== TASK OBJECTIVE ==
Having read the material, return every line of it exactly.
#### EXERCISE DATA ####
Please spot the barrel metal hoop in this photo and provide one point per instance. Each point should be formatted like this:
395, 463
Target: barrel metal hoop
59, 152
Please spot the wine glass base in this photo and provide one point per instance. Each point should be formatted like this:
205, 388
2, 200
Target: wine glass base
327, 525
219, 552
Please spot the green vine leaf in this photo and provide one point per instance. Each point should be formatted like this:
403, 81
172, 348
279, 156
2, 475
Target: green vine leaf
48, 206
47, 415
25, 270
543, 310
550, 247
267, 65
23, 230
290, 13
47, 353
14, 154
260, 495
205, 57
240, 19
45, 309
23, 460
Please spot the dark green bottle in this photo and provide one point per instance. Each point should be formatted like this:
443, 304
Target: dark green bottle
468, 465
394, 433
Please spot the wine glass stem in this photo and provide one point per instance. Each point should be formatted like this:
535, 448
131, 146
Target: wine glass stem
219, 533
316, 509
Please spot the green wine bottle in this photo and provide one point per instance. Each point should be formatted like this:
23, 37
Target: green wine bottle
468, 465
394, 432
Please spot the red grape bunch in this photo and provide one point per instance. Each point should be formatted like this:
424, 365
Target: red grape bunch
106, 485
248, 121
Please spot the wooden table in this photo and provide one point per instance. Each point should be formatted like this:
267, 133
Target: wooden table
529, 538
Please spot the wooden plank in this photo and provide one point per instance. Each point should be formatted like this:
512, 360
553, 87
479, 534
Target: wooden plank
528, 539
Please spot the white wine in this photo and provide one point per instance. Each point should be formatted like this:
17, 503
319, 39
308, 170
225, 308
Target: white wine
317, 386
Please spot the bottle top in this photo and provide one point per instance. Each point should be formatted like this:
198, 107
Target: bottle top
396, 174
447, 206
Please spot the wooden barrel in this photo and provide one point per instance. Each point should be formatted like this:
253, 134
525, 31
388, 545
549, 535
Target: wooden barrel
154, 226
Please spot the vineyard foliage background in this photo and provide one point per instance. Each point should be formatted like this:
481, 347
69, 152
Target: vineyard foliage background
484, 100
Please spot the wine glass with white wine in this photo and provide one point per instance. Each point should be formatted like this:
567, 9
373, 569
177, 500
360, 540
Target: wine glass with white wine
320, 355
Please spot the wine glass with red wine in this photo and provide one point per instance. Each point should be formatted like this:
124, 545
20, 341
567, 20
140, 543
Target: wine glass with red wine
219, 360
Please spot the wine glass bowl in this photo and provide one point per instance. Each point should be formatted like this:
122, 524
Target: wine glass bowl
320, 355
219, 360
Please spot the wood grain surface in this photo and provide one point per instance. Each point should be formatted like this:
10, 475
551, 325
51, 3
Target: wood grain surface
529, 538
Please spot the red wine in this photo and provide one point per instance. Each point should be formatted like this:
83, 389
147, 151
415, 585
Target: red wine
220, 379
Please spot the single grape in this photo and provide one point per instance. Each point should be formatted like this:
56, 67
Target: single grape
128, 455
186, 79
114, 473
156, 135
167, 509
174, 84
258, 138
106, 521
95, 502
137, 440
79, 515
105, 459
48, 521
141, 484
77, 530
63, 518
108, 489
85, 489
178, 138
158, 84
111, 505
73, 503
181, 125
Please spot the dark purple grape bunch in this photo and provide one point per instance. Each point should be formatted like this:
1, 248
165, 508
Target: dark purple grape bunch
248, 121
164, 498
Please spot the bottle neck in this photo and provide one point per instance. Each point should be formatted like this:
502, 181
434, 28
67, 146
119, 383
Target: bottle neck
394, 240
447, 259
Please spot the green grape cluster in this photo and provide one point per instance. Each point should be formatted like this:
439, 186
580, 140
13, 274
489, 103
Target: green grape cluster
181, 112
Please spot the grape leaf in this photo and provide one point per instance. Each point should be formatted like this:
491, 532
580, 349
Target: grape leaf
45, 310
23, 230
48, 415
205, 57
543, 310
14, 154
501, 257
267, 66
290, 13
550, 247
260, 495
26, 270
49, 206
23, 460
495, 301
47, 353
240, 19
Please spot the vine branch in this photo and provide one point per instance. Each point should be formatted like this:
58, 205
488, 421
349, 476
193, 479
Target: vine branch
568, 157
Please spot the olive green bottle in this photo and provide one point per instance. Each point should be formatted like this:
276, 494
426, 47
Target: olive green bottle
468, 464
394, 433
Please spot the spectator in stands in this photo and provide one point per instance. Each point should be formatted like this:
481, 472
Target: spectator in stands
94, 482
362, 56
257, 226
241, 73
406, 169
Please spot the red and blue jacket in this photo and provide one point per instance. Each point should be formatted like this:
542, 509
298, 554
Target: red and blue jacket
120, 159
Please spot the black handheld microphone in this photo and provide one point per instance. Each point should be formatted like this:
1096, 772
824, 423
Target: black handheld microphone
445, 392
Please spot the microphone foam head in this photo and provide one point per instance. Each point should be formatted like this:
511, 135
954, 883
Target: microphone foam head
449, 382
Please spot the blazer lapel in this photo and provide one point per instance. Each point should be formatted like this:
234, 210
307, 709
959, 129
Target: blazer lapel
####
== SOLVED PROBLEM ==
Please spot the barrel metal hoop in this photo and provide one point per instance. Each point should be formatted like this:
395, 463
Target: barrel metal hoop
59, 152
Please spot the wine glass base in this photo and provide one point per instance. Each point should be formatted like this:
205, 388
2, 200
Target: wine glass base
327, 525
219, 552
Please spot the green vine leaf in this photo and provide one point per instance. Each point should be formatted like this:
403, 81
172, 348
279, 156
2, 475
Target: green vine leaf
48, 206
47, 415
25, 270
543, 310
550, 247
267, 65
23, 230
290, 13
47, 353
14, 154
260, 495
205, 57
240, 19
45, 309
23, 460
Please spot the dark green bottle in this photo and provide one point per instance. Each point should be formatted like this:
443, 304
Target: dark green bottle
468, 465
394, 433
Please spot the wine glass stem in this photo and provide one point per instance. Each point should be formatted like this:
535, 448
131, 146
Target: wine glass stem
219, 533
316, 509
Please spot the green wine bottle in this photo and provide one point per instance. Each point should be formatted like this:
23, 37
Target: green wine bottle
468, 465
394, 432
Please spot the red grape bunch in this photo and provide one point per instance. Each point should be formatted like this:
424, 365
Target: red grape bunch
106, 485
248, 121
Please spot the wooden table in this photo and provide one point per instance. Each point should be formatted like this:
267, 133
Target: wooden table
529, 538
Please spot the wooden plank in this photo and provide one point per instance. Each point should be formatted like this:
512, 360
553, 87
479, 534
Target: wooden plank
528, 539
Please spot the white wine in this photo and provide one point per instance. Each point should be formatted like this:
17, 503
319, 39
308, 170
225, 308
Target: white wine
317, 386
Please spot the bottle top in this photo and provide one point per instance. Each point should be formatted like this:
198, 107
Target: bottle top
396, 174
447, 206
Please spot the wooden barrel in this photo and provide one point per instance. Each point should be formatted like this:
253, 134
525, 31
388, 545
549, 535
Target: wooden barrel
154, 226
Please spot the vineyard foliage background in this photo and provide one point per instance. Each point should be formatted like this:
481, 347
69, 152
Target: vineyard foliage background
484, 100
Please spot the wine glass with white wine in this photo and provide one point per instance. Each point should be formatted like this:
567, 9
373, 569
177, 500
360, 540
Target: wine glass with white wine
320, 355
Please spot the wine glass with red wine in this photo and provide one point per instance. Each point should be formatted like this:
124, 545
20, 341
567, 20
140, 543
Target: wine glass with red wine
219, 360
Please spot the wine glass bowl in this photo and provide one point per instance. Each point should be formatted like this:
122, 524
Target: wine glass bowl
320, 355
219, 360
Please spot the wood grain surface in this photo and provide one point per instance. Each point should be formatted like this:
10, 475
551, 325
51, 3
Target: wood grain surface
529, 538
Please spot the red wine in this photo and provide one point per instance. Each point should be formatted like this:
83, 389
147, 151
415, 585
Target: red wine
220, 379
Please spot the single grape in this photo and provide one point per instance. Each point should be formatted like this:
56, 67
Target: single grape
128, 455
186, 79
114, 473
156, 135
167, 509
174, 84
258, 138
106, 521
95, 502
137, 440
79, 515
105, 459
48, 521
141, 484
77, 530
63, 518
108, 489
85, 489
178, 138
158, 84
111, 505
73, 503
181, 125
Please spot the dark purple grape bunch in this photo and provide one point per instance. Each point should be formatted like this:
1, 248
165, 508
Target: dark purple grape bunch
248, 121
164, 498
Please spot the bottle neck in this photo and provide one point per instance. Each point should be formatted like this:
502, 181
434, 28
67, 146
119, 383
Target: bottle neck
394, 240
447, 259
Please spot the green grape cluster in this photo and provide one point per instance. Each point should be formatted like this:
439, 186
580, 140
13, 274
489, 103
Target: green grape cluster
181, 112
Please spot the grape leaf in this photo and provide one point per instance. Each point should be formatted like this:
491, 532
580, 349
Target: grape leaf
45, 310
23, 230
48, 415
205, 57
543, 310
14, 154
501, 257
267, 66
290, 13
550, 247
260, 495
26, 270
49, 206
23, 460
495, 301
47, 353
240, 19
Please spot the vine branch in this photo and provide one point per instance. Each point should be formatted like this:
58, 205
488, 421
349, 476
193, 479
Target: vine branch
568, 157
Please spot the olive green bottle in this photo and provide one point per instance. Each point should be formatted like this:
276, 494
426, 47
Target: olive green bottle
468, 464
394, 433
Please spot the spectator in stands in this photo and provide one point per instance. Each point should be formatted like this:
481, 472
Target: spectator in stands
94, 482
362, 56
257, 226
241, 73
406, 169
Please spot the red and blue jacket in this photo and provide one point per instance. Each point should be formatted like this:
542, 509
298, 554
Target: red and blue jacket
120, 159
Please spot the black handheld microphone in this photo and provide one point per instance. Each point should be formatted like this:
1096, 772
824, 423
Target: black handheld microphone
445, 392
Please spot the microphone foam head in this photo and provide one point per instance. Each point should be formatted like this:
511, 135
954, 883
Target: microphone foam head
449, 382
Please spot the blazer lapel in this photo and provide one point per instance. Each point should be formatted like this:
234, 210
307, 709
959, 129
Target: blazer lapel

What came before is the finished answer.